▶ **PROBLEM**: Search term "instance": copy each line of the records that contains it.

Saved data entries:
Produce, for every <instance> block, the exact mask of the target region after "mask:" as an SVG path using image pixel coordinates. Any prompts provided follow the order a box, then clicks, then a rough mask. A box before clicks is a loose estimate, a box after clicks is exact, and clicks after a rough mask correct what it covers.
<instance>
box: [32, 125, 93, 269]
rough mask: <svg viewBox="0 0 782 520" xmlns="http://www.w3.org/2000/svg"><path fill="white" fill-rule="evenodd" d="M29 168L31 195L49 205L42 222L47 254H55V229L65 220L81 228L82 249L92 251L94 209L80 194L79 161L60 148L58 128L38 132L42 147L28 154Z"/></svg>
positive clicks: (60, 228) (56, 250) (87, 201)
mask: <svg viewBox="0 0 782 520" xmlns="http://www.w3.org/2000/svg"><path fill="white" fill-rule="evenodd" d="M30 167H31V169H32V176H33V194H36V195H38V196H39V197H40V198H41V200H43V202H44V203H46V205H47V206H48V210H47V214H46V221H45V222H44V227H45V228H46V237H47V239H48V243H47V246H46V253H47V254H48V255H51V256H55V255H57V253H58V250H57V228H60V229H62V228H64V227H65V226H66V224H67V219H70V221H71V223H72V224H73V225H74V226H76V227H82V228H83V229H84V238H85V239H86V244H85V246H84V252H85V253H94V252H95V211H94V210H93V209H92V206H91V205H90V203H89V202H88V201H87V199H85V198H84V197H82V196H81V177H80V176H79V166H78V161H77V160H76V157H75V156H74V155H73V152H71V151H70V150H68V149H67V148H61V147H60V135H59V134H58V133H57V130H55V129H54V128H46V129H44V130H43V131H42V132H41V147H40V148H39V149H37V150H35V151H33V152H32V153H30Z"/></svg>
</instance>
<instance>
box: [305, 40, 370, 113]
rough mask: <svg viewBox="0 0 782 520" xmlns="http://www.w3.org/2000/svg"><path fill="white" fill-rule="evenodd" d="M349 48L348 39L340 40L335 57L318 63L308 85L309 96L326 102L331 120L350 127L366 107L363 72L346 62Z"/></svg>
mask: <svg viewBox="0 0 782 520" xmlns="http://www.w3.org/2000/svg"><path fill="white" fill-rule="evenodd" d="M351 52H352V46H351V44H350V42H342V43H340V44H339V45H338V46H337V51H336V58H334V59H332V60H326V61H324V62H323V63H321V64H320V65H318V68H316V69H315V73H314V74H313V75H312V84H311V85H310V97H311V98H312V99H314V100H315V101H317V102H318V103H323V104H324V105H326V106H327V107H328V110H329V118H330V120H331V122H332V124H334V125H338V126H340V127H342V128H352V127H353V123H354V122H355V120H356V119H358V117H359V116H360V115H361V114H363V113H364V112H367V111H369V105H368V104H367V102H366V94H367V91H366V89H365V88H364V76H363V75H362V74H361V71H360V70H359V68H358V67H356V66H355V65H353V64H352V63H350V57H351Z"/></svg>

▶ **RESULT OF THE EXERCISE**:
Produce, for every <instance> block, the exact mask of the target region after "mask:" as an SVG path using image pixel coordinates. Any prompts provided follow the order a box, then clicks, then a rough mask. A box before clicks is a loose estimate, a box after clicks is exact, and clicks after a rough mask correct what it covers.
<instance>
</instance>
<instance>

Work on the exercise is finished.